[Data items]
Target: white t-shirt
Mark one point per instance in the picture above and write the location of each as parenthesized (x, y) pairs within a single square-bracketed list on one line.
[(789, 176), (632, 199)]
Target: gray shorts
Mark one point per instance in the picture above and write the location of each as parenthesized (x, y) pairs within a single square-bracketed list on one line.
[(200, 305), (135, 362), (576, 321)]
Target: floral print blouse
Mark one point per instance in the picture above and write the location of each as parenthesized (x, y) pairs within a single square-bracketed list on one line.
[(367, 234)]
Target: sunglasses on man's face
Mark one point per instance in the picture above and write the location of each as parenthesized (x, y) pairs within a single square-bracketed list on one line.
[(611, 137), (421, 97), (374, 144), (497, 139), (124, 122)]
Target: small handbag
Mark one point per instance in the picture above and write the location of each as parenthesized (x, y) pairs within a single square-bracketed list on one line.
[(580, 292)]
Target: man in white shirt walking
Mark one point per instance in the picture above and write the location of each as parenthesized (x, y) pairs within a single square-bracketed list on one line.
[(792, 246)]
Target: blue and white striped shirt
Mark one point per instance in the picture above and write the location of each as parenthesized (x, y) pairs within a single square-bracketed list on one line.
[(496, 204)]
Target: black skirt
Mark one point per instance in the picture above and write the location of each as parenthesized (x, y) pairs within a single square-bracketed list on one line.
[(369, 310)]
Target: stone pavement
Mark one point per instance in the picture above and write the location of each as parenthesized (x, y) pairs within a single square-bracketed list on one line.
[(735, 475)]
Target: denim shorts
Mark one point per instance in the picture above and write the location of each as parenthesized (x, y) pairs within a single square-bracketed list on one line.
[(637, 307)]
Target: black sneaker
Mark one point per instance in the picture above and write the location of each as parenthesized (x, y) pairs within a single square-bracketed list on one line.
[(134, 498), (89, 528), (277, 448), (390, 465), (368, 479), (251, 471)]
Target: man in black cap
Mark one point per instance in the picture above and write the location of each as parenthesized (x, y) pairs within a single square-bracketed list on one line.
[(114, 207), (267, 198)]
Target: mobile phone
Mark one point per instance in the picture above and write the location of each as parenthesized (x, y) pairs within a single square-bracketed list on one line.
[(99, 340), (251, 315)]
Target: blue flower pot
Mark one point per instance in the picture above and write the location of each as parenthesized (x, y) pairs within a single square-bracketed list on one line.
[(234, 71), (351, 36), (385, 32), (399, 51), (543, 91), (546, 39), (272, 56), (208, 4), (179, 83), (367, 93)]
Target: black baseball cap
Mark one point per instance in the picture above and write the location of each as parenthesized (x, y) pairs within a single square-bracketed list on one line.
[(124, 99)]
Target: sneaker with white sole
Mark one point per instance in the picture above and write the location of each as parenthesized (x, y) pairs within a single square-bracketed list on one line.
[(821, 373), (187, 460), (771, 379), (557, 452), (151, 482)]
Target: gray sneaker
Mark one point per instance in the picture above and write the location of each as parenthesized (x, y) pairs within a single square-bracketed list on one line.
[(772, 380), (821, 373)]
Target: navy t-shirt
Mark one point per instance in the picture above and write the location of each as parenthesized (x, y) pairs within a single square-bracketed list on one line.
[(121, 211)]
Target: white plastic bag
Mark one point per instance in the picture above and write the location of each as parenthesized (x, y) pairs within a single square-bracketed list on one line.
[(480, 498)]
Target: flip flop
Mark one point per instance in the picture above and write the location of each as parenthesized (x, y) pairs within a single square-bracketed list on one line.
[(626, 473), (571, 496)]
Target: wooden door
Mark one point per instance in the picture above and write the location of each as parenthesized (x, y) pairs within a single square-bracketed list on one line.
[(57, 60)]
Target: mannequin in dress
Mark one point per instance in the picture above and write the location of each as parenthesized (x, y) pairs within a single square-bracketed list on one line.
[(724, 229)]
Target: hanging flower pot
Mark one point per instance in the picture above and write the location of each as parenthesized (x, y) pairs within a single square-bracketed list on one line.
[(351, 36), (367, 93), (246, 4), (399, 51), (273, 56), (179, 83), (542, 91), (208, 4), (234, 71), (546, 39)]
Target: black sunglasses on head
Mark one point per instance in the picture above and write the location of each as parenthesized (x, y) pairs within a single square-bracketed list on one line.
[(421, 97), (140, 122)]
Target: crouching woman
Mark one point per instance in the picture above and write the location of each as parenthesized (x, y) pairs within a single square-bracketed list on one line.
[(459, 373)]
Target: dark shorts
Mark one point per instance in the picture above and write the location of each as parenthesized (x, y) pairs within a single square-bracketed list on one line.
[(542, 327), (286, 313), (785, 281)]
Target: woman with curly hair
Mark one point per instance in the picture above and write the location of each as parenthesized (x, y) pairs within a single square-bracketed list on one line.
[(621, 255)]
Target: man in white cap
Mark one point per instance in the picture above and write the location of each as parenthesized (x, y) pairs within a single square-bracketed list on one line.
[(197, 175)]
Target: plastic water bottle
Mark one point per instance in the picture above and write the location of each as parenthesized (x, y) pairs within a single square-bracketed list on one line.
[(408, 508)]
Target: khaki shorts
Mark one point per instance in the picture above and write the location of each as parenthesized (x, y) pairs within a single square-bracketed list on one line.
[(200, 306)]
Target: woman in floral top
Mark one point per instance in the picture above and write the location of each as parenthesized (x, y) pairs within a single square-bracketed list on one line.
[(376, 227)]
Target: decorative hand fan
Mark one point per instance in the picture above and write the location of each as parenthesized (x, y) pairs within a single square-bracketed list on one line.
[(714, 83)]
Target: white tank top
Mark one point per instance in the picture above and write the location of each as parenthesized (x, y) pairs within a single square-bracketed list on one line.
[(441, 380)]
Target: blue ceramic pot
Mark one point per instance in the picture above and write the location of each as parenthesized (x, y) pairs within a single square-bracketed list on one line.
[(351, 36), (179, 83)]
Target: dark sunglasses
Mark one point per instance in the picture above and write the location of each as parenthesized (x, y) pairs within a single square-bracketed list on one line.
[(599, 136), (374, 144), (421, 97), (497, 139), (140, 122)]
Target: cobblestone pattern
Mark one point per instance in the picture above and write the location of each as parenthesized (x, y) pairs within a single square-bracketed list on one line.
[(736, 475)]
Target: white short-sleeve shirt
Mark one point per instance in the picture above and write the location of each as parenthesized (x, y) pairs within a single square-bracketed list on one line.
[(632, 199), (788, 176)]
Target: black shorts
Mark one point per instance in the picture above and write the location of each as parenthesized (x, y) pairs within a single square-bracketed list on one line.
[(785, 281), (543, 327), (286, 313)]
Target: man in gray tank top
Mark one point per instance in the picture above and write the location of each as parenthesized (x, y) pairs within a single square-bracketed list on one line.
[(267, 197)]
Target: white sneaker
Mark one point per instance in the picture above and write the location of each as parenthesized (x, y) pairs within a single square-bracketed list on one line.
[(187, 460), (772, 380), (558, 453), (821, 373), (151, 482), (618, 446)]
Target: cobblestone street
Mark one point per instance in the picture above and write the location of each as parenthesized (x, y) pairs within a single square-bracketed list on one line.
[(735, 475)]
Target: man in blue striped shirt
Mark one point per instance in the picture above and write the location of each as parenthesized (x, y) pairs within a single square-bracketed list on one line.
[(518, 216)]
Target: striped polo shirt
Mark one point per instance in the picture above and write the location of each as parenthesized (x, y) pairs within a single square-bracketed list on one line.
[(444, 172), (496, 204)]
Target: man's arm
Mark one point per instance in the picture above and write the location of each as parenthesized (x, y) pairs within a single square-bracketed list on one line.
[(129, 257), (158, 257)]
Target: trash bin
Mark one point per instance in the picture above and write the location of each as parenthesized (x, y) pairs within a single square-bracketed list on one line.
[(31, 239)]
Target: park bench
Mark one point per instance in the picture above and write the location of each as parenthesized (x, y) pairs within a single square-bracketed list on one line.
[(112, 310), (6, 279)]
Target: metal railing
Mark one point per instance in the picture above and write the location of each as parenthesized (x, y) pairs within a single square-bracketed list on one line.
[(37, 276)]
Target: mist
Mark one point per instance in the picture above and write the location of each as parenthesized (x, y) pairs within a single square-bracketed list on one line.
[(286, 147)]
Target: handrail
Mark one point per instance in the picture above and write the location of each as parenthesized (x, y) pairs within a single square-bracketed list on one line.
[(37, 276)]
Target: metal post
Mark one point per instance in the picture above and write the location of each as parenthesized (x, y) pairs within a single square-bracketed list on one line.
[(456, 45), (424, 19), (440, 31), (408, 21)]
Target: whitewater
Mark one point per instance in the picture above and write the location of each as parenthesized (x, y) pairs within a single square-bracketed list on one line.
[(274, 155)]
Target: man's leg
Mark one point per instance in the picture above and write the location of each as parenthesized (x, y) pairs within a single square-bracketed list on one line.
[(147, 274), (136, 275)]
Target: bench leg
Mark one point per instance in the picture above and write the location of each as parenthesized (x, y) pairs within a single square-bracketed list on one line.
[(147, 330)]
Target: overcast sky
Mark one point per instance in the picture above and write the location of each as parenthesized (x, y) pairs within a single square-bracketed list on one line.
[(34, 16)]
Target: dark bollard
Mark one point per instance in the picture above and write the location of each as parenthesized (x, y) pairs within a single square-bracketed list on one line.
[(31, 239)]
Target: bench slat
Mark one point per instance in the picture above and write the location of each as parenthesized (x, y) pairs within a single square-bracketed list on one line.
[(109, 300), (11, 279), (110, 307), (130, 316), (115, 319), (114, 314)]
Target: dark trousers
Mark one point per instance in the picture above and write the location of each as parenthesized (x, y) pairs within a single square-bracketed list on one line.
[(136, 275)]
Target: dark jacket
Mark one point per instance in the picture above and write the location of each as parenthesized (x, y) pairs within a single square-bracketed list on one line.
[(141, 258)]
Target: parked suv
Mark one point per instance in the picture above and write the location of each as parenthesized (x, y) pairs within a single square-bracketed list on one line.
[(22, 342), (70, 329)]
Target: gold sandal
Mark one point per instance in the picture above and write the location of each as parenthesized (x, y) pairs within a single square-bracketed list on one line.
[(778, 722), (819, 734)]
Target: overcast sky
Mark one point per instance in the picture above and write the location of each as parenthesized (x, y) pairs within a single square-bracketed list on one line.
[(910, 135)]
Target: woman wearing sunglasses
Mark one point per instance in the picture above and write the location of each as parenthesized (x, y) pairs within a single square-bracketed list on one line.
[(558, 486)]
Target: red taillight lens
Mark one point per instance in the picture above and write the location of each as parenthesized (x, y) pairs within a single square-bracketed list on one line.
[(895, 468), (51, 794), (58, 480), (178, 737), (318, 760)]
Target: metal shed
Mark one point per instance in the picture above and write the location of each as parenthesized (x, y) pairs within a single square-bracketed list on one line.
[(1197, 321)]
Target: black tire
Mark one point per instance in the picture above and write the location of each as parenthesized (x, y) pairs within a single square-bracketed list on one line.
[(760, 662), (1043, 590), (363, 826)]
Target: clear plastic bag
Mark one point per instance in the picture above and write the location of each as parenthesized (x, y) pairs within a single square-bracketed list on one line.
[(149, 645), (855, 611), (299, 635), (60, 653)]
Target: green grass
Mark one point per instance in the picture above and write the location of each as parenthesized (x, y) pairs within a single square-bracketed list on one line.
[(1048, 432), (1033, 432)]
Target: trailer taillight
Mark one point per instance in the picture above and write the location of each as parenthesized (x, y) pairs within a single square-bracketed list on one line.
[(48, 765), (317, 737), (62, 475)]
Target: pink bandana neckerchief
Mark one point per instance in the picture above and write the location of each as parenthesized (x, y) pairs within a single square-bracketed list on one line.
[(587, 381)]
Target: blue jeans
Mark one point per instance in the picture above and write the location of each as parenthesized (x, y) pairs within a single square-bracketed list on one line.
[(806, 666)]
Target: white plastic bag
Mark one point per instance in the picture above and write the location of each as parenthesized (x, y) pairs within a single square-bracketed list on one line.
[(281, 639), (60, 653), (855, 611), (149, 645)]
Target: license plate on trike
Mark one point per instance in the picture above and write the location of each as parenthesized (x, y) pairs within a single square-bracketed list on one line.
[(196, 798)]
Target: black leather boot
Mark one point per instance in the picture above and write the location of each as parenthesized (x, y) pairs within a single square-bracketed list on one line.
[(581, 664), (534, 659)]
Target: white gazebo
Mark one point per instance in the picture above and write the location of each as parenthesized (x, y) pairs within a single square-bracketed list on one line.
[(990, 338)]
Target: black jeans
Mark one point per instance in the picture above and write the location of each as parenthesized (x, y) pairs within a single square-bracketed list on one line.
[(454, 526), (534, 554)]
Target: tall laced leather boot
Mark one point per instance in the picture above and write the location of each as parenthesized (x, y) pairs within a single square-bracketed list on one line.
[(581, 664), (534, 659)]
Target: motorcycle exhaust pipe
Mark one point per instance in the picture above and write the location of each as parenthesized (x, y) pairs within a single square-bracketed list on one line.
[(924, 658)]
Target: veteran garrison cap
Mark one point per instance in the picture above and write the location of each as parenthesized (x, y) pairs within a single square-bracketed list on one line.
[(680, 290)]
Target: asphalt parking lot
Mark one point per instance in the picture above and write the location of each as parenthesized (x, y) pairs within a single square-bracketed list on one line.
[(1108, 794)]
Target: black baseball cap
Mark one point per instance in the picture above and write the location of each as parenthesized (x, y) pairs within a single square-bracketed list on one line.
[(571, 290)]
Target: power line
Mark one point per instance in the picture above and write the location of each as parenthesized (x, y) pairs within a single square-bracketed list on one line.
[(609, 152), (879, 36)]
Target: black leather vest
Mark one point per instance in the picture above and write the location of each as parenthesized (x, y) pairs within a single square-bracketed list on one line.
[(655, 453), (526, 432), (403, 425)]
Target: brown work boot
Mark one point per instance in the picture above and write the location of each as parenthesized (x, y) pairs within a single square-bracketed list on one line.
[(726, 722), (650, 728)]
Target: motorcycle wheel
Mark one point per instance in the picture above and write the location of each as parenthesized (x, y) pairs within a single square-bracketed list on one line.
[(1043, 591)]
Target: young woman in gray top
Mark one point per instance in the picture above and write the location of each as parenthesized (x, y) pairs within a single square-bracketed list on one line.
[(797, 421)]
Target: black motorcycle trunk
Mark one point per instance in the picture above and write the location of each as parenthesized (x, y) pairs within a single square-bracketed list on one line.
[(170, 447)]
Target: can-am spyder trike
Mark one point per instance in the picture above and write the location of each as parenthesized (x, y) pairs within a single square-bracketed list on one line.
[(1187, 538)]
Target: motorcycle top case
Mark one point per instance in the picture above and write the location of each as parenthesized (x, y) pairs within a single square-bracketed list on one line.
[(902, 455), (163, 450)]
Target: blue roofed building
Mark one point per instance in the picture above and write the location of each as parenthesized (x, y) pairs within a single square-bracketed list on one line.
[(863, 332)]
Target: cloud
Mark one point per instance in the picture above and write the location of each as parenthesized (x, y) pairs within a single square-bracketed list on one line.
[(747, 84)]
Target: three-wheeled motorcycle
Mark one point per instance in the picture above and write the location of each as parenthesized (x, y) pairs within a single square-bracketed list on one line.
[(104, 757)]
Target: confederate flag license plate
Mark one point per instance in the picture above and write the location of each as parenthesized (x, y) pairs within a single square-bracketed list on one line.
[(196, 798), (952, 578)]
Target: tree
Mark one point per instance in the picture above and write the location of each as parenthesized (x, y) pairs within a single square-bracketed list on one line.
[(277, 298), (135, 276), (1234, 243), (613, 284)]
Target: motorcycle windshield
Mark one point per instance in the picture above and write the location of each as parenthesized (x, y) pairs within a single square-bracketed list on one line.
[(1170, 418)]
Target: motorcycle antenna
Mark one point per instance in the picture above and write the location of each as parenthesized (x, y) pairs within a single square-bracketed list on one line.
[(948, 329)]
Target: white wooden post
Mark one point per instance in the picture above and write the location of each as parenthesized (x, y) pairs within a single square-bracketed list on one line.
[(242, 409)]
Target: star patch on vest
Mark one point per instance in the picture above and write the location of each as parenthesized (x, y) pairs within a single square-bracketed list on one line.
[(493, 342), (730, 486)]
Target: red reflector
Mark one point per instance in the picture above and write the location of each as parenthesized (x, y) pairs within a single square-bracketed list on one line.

EXERCISE INSTRUCTIONS - For each line above that contains the word "license", copy that line.

SOLUTION TO THE EXERCISE -
Target: license plate on trike
Target: confederate flag license plate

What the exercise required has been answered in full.